Parts of the exercise:
a) List the three elements of Alexander's law as the passage on gaze-evoked nystagmus describes them.
b) Carry on the passage about Alexander's law from its last sentence.

Passage to read Block Start

= Alexander's law =

Refers to gaze-evoked nystagmus

Alexander's law refers to gaze-evoked nystagmus that occurs after an acute unilateral vestibular loss. It was first described in 1912 and has three elements to explain how the vestibulo-ocular reflex responds to an acute vestibular insult. The first element says that spontaneous nystagmus after an acute vestibular impairment has the fast phase directed toward the healthy ear. The direction of the nystagmus, by convention, is named for the fast phase, so the spontaneous nystagmus is directed toward the healthy ear. The second element says nystagmus is greatest when gaze is directed toward the healthy ear, is attenuated at central gaze and may be absent when gaze is directed toward the impaired ear. The third element says that spontaneous nystagmus with central gaze is augmented when vision is denied. This became apparent with the implementation of electrographic testing.

Passage to read Block End
Given information Block Start

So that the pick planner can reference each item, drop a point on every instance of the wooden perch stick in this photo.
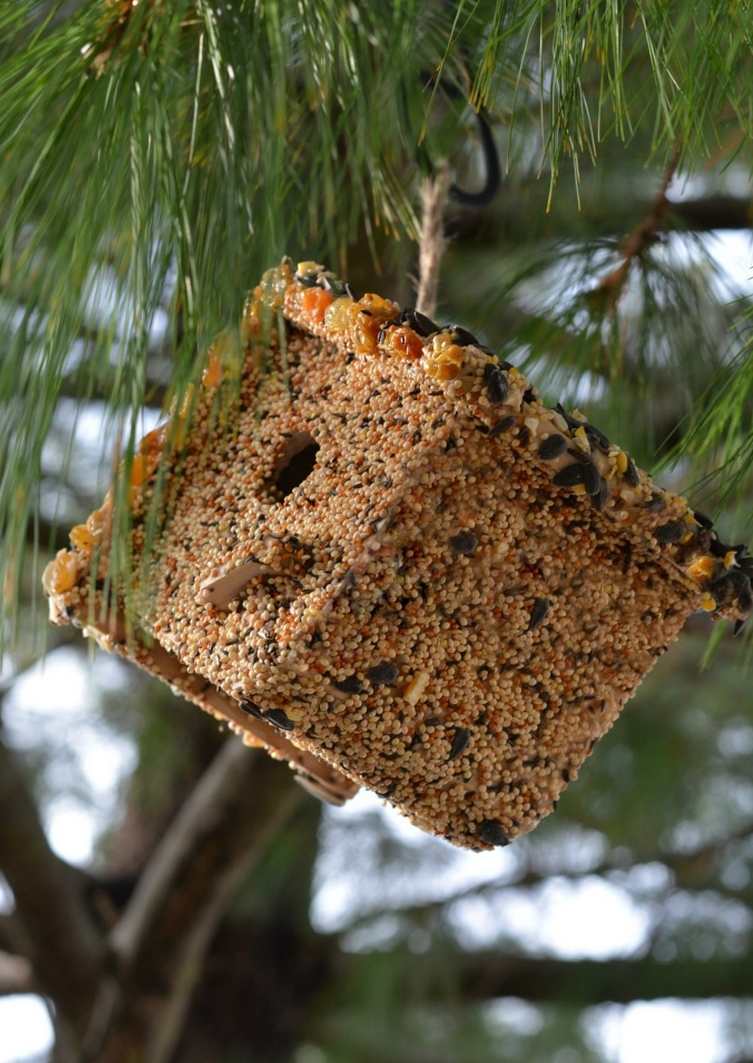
(432, 241)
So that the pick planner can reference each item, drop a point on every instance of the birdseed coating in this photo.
(394, 567)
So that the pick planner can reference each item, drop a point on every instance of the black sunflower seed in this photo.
(671, 532)
(591, 478)
(491, 832)
(538, 613)
(459, 741)
(464, 542)
(351, 685)
(598, 438)
(504, 424)
(279, 719)
(252, 709)
(496, 384)
(716, 547)
(569, 476)
(552, 446)
(383, 674)
(745, 600)
(655, 504)
(599, 500)
(462, 336)
(419, 322)
(572, 422)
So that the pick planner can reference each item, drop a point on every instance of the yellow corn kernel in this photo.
(340, 315)
(60, 574)
(273, 284)
(138, 470)
(702, 568)
(81, 538)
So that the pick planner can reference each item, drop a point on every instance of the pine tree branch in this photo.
(691, 871)
(489, 974)
(163, 935)
(640, 238)
(515, 221)
(66, 951)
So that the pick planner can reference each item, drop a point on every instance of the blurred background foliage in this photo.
(153, 159)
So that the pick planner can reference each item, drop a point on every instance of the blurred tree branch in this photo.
(65, 948)
(163, 935)
(488, 974)
(507, 221)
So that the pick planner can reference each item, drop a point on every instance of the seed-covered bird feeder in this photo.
(397, 569)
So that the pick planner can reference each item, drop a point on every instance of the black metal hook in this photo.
(494, 171)
(488, 146)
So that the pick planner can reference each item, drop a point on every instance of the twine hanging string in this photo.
(432, 239)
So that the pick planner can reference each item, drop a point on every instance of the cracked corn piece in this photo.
(397, 569)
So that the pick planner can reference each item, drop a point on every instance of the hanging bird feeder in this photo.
(398, 569)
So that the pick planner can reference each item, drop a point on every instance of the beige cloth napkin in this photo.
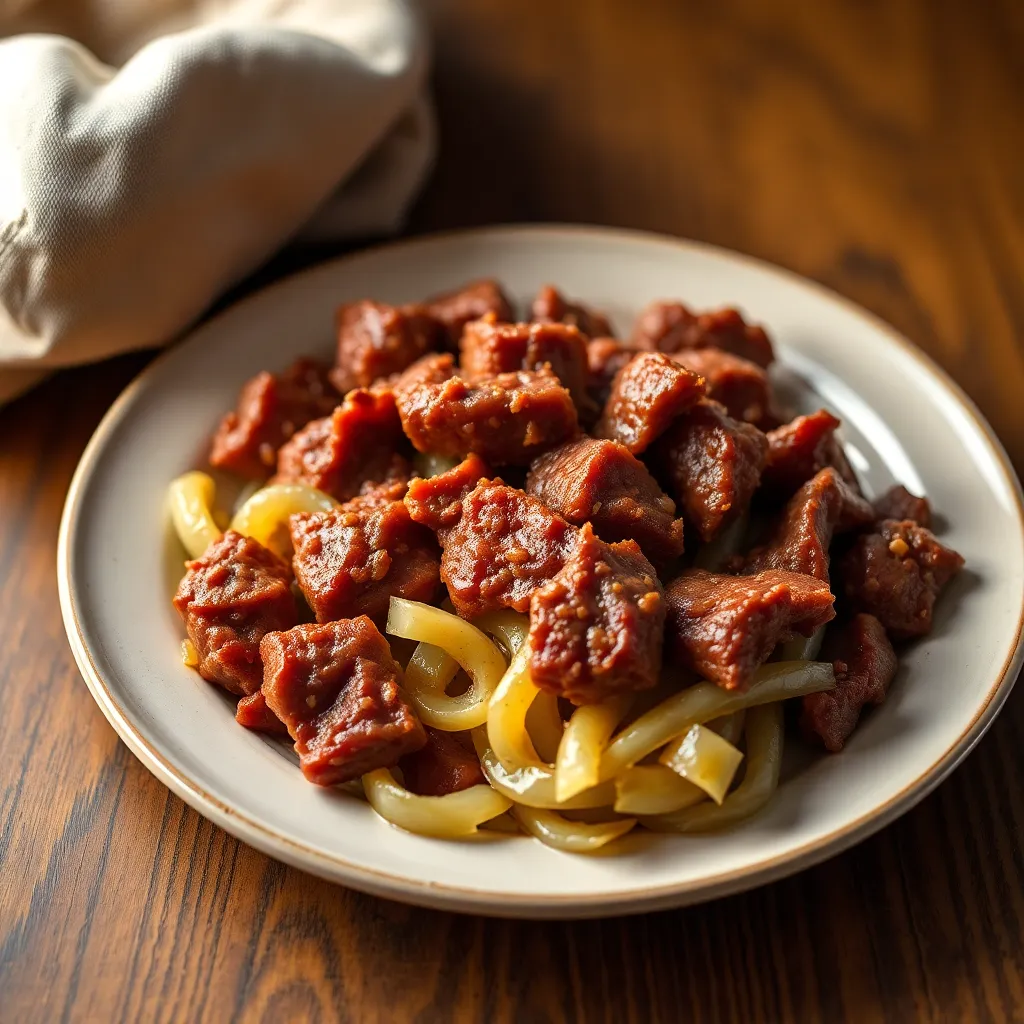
(146, 168)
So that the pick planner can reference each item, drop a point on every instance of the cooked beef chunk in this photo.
(647, 394)
(898, 503)
(896, 574)
(822, 507)
(601, 482)
(338, 690)
(228, 599)
(671, 327)
(510, 418)
(865, 664)
(358, 441)
(724, 627)
(711, 464)
(270, 410)
(552, 307)
(456, 309)
(597, 628)
(351, 560)
(446, 764)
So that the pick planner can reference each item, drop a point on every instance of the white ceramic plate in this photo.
(903, 420)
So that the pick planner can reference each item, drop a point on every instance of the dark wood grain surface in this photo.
(875, 146)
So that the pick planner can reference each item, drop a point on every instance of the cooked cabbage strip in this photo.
(764, 762)
(467, 645)
(445, 817)
(189, 500)
(695, 705)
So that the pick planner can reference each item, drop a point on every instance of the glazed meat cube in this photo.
(507, 419)
(446, 764)
(376, 340)
(898, 503)
(738, 384)
(228, 599)
(896, 573)
(671, 327)
(823, 506)
(270, 410)
(647, 394)
(338, 690)
(358, 441)
(711, 464)
(351, 560)
(472, 301)
(865, 664)
(597, 628)
(601, 482)
(489, 348)
(724, 627)
(551, 306)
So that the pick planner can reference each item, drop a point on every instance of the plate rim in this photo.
(262, 836)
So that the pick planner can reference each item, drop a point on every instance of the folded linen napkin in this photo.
(132, 194)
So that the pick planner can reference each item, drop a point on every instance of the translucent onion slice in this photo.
(446, 817)
(764, 761)
(189, 500)
(467, 645)
(776, 681)
(704, 758)
(653, 790)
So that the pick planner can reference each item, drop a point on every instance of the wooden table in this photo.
(877, 147)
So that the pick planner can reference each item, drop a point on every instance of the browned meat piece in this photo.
(601, 482)
(376, 340)
(489, 348)
(338, 690)
(898, 503)
(456, 309)
(446, 764)
(797, 451)
(507, 419)
(724, 627)
(865, 664)
(552, 307)
(228, 599)
(351, 560)
(671, 327)
(270, 410)
(896, 574)
(738, 384)
(823, 506)
(711, 464)
(358, 441)
(253, 713)
(597, 628)
(647, 394)
(437, 502)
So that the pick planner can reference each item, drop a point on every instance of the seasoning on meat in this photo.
(360, 440)
(507, 419)
(228, 599)
(896, 573)
(671, 327)
(446, 764)
(601, 482)
(711, 464)
(338, 690)
(647, 394)
(724, 627)
(597, 628)
(552, 307)
(823, 506)
(270, 409)
(865, 664)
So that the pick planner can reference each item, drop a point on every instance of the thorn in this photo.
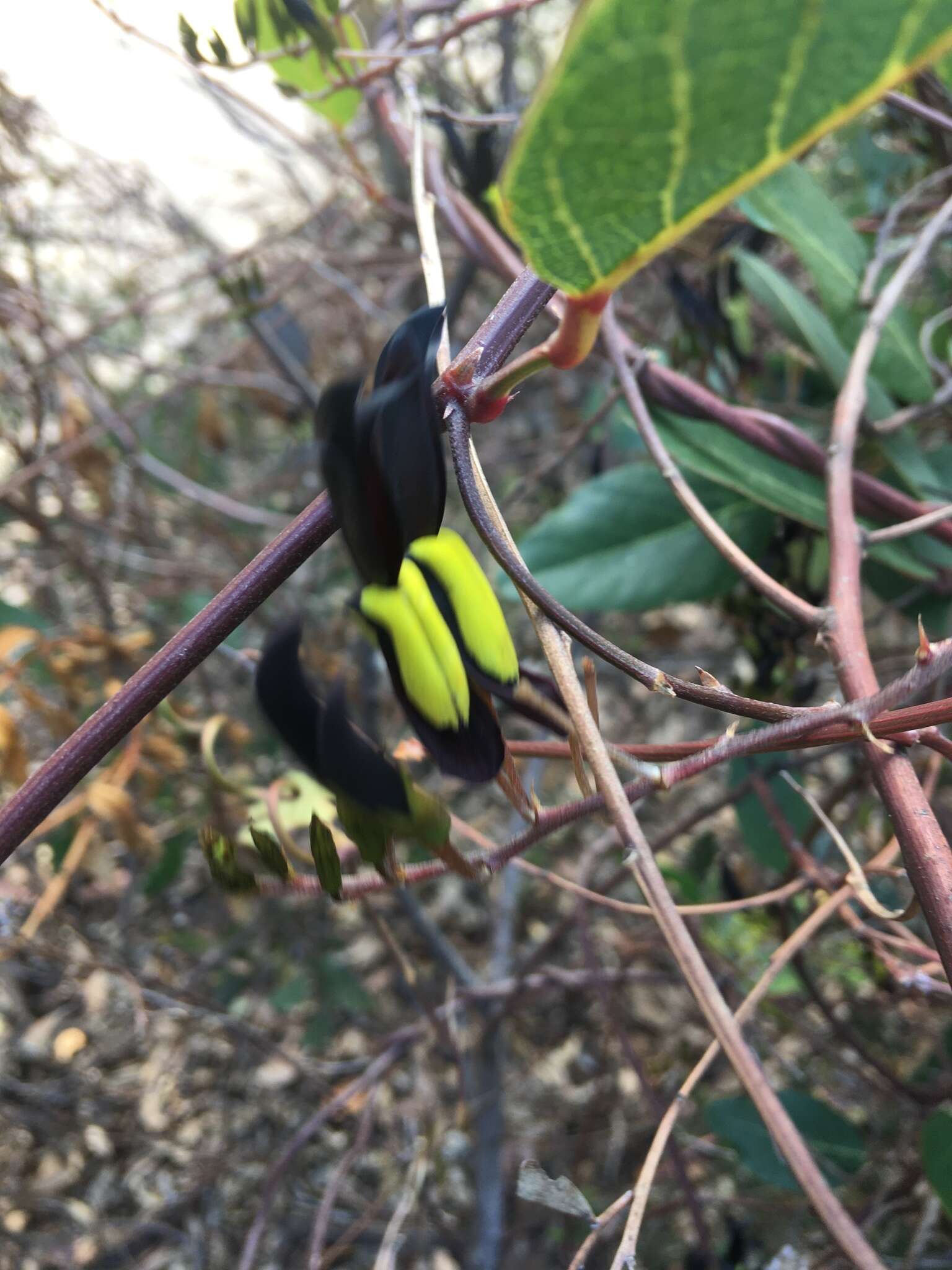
(924, 652)
(588, 670)
(662, 685)
(885, 746)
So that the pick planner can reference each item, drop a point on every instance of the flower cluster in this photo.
(428, 602)
(425, 598)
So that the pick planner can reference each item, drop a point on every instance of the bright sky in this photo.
(116, 95)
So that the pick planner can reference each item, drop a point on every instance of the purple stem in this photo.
(163, 673)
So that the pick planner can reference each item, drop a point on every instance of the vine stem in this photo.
(781, 958)
(924, 846)
(169, 667)
(785, 600)
(676, 933)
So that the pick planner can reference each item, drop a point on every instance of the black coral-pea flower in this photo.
(376, 801)
(438, 623)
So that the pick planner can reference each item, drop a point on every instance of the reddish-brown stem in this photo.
(909, 727)
(716, 535)
(164, 672)
(924, 848)
(566, 347)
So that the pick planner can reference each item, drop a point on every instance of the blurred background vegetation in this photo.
(161, 1042)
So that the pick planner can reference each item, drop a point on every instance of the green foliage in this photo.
(760, 837)
(270, 851)
(327, 861)
(266, 25)
(721, 458)
(936, 1147)
(794, 206)
(169, 864)
(12, 615)
(702, 100)
(835, 1143)
(622, 541)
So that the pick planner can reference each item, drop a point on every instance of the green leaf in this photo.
(658, 115)
(622, 541)
(936, 1148)
(792, 205)
(188, 38)
(169, 864)
(12, 615)
(721, 458)
(266, 25)
(806, 326)
(760, 837)
(294, 992)
(833, 1140)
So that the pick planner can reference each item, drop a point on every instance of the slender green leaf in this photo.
(659, 113)
(794, 205)
(936, 1148)
(805, 324)
(169, 864)
(721, 458)
(837, 1145)
(622, 541)
(267, 25)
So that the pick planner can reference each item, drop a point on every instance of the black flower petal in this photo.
(320, 734)
(474, 751)
(405, 430)
(361, 497)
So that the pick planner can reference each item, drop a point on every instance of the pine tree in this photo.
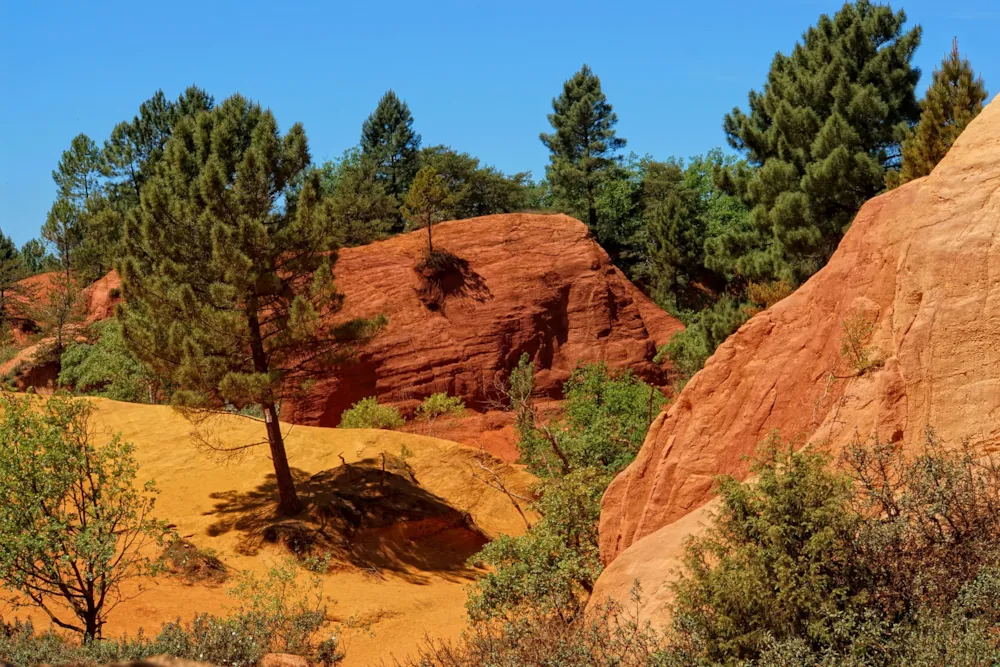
(227, 281)
(363, 211)
(820, 136)
(388, 139)
(79, 171)
(584, 147)
(954, 98)
(428, 202)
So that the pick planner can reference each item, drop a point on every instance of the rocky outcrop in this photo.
(921, 266)
(518, 283)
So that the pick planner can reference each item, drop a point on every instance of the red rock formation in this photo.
(532, 283)
(922, 262)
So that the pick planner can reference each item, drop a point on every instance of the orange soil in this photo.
(419, 593)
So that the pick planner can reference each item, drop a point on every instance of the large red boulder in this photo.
(523, 283)
(921, 264)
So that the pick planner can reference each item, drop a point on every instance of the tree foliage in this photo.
(890, 560)
(368, 413)
(227, 292)
(388, 140)
(75, 525)
(428, 202)
(584, 147)
(819, 138)
(954, 98)
(106, 367)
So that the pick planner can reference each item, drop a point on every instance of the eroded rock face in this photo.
(922, 265)
(527, 283)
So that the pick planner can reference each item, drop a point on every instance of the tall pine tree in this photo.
(227, 281)
(584, 147)
(819, 138)
(954, 98)
(388, 140)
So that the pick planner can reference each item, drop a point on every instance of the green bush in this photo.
(274, 613)
(894, 562)
(107, 368)
(551, 568)
(606, 416)
(439, 405)
(368, 413)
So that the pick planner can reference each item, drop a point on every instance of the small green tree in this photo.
(584, 147)
(954, 98)
(362, 208)
(428, 202)
(367, 413)
(819, 137)
(75, 526)
(228, 284)
(438, 405)
(552, 568)
(388, 140)
(106, 367)
(11, 272)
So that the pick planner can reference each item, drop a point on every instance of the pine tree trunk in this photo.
(288, 500)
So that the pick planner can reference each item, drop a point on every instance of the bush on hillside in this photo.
(274, 613)
(612, 635)
(439, 405)
(368, 413)
(106, 367)
(896, 561)
(75, 524)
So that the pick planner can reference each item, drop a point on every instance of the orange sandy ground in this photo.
(418, 597)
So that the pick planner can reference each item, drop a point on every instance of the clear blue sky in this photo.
(478, 75)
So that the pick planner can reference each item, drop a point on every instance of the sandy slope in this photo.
(420, 593)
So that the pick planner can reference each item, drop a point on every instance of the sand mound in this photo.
(919, 265)
(402, 542)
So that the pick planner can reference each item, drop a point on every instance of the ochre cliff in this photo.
(922, 265)
(536, 284)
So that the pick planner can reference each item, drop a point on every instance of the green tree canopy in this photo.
(428, 202)
(11, 271)
(478, 190)
(820, 136)
(954, 98)
(228, 293)
(75, 524)
(584, 147)
(388, 139)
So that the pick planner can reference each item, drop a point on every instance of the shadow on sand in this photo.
(363, 516)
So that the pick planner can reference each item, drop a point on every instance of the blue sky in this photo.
(478, 76)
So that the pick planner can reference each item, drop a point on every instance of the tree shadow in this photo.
(445, 276)
(364, 516)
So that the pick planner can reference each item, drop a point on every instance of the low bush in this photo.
(368, 413)
(274, 613)
(857, 329)
(886, 560)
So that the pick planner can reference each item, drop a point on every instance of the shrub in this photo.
(75, 526)
(107, 368)
(438, 405)
(613, 635)
(857, 328)
(606, 416)
(367, 413)
(274, 613)
(551, 568)
(895, 562)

Given information Block End

Results for the exercise:
a)
1. Spontaneous nystagmus after an acute vestibular impairment has its fast phase directed toward the healthy ear.
2. Nystagmus is greatest when gaze is directed toward the healthy ear, is attenuated at central gaze, and may be absent when gaze is directed toward the impaired ear.
3. Spontaneous nystagmus with central gaze is augmented when vision is denied.

b)
Alexander's law states that in individuals with nystagmus, the amplitude of the nystagmus increases when the eye moves in the direction of the fast phase (saccade).
It is manifested during spontaneous nystagmus in a patient with a vestibular lesion. The nystagmus becomes more intense when the patient looks in the quick-phase than in the slow-phase direction.

The law was named after Gustav Alexander who described it in 1912.